Transcribe the records below exactly as they appear, omitting any pictures.

Provided information:
= Beginning of Section =
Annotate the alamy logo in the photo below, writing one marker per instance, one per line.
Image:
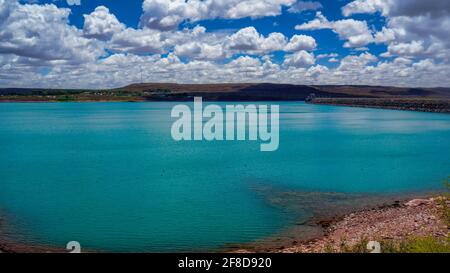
(235, 122)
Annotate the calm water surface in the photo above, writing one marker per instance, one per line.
(110, 176)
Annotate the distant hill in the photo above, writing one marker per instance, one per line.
(231, 92)
(268, 91)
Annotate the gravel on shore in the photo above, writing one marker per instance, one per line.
(418, 217)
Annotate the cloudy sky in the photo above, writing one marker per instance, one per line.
(111, 43)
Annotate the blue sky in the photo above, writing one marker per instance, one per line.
(103, 43)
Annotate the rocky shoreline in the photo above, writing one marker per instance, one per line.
(396, 222)
(393, 222)
(411, 104)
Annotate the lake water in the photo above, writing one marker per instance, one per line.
(110, 176)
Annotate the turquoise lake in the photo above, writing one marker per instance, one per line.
(110, 176)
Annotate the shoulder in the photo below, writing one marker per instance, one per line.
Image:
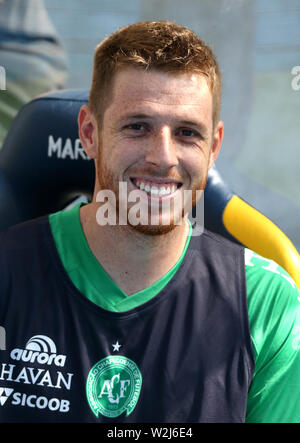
(274, 317)
(215, 243)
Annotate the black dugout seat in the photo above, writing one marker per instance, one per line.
(43, 169)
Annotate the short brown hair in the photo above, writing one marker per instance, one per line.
(161, 45)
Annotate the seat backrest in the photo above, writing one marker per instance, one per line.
(43, 168)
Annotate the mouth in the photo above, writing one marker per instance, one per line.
(156, 188)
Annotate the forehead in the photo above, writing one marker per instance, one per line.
(135, 89)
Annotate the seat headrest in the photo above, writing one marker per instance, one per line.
(42, 158)
(44, 166)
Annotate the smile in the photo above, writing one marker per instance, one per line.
(156, 189)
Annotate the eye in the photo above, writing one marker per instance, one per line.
(186, 132)
(138, 127)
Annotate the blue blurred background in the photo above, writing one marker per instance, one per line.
(49, 44)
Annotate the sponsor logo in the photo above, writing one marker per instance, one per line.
(40, 349)
(34, 401)
(113, 386)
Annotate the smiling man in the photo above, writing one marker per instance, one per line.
(150, 322)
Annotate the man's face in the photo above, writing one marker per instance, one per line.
(157, 137)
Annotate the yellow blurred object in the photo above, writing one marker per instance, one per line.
(257, 232)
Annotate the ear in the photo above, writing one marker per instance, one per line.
(217, 141)
(88, 131)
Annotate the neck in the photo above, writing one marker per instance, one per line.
(132, 259)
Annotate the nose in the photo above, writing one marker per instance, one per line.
(161, 150)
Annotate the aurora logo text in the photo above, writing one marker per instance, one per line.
(40, 349)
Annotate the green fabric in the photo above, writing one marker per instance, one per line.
(86, 272)
(274, 316)
(273, 306)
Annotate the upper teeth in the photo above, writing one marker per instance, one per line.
(156, 190)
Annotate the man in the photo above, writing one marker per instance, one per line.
(112, 315)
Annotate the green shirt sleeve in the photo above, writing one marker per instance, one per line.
(274, 316)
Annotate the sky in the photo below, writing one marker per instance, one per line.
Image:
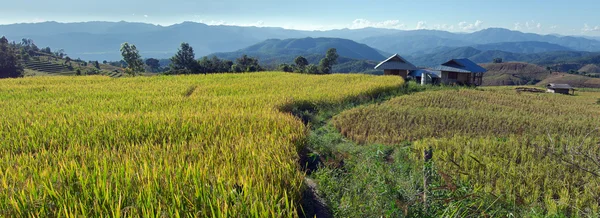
= End of Section =
Result:
Annotate the alamy logo in the photo below, writing one marker per instance, one per line.
Image:
(235, 122)
Annotate the calm water surface in the photo above, writing one marker per instance, one per line.
(110, 176)
Annotate the distant hill in the photo above, writing one marker per instance, one per line.
(231, 92)
(268, 91)
Annotate the gravel on shore in the photo above, writing one marker per instance, one per line.
(418, 217)
Annotate the cloudy sky in the photo above, writing one marker per instance, one per line.
(111, 43)
Annotate the blue sky in the photo above, writing one marker per instance, one per line.
(103, 43)
Annotate the rocky shoreline in the photo above, writing one marker per instance, one per line.
(396, 222)
(393, 222)
(411, 104)
Annotate the lake water in the photo above, writing one marker per instance, one per line.
(110, 176)
Annotate the turquoise lake in the photo above, writing one marker per instance, one per line.
(110, 176)
Annotate the shoulder in the photo below, writing one marker per instance, one per line.
Image:
(274, 317)
(215, 243)
Annotate the black dugout seat in the photo above, writing one marker per instance, one per line.
(43, 169)
Annotate the short brown hair in the photo above, writing one marker per instance, one per line.
(161, 45)
Annotate the seat backrest in the photo above, writing one marker per instance, one per line.
(43, 168)
Annotate the mouth in the photo above, writing one marker per instance, one per line.
(156, 188)
Annotate the forehead in the photo above, writing one marker per instance, one per line.
(135, 89)
Annotate the seat headrest in the photo above, writing one marker per instance, one per line.
(42, 158)
(44, 166)
Annotate the smile in the photo above, writing one marker per instance, one per line.
(156, 189)
Annotate the eye in the photo above, writing one marker per instance, one per line.
(186, 132)
(138, 127)
Annotate the blue blurred background in the photo above, writing one marker per instance, one per line.
(49, 44)
Annotate the sponsor logo in the photo above, writing one marker per instance, one per line.
(40, 349)
(34, 401)
(113, 386)
Annotate the smiling man in the photo above, writing one marker per instance, one per line.
(150, 322)
Annotate the man's face in the photo above, writing one marker per instance, one per line.
(157, 137)
Annotate the yellow blurred object in the photo above, writing one marker per instance, one per line.
(257, 232)
Annotate the ear in the photo above, writing one marker per instance, one per line.
(217, 141)
(88, 131)
Annotate the neck in the photo above, writing one marker per instance, one per line.
(132, 259)
Annotate the nose in the photo above, writing one marker per instance, one per line.
(161, 150)
Annotate the aurora logo text in the photo above, writing one marker per instance, one per line.
(40, 349)
Annotate the green fabric in the photo above, writing one marker per instance, one per line.
(86, 272)
(274, 316)
(273, 306)
Annotate the upper teeth in the photo above, writing one marker per instance, one per line.
(156, 190)
Annotate the man in the photo above, writing one marker per instance, one per line.
(112, 315)
Annotate the green shirt sleeve in the photo above, writing one marker per instance, one per line.
(274, 316)
Annotate the sky in the photo below, writing one marker per instance, one per line.
Image:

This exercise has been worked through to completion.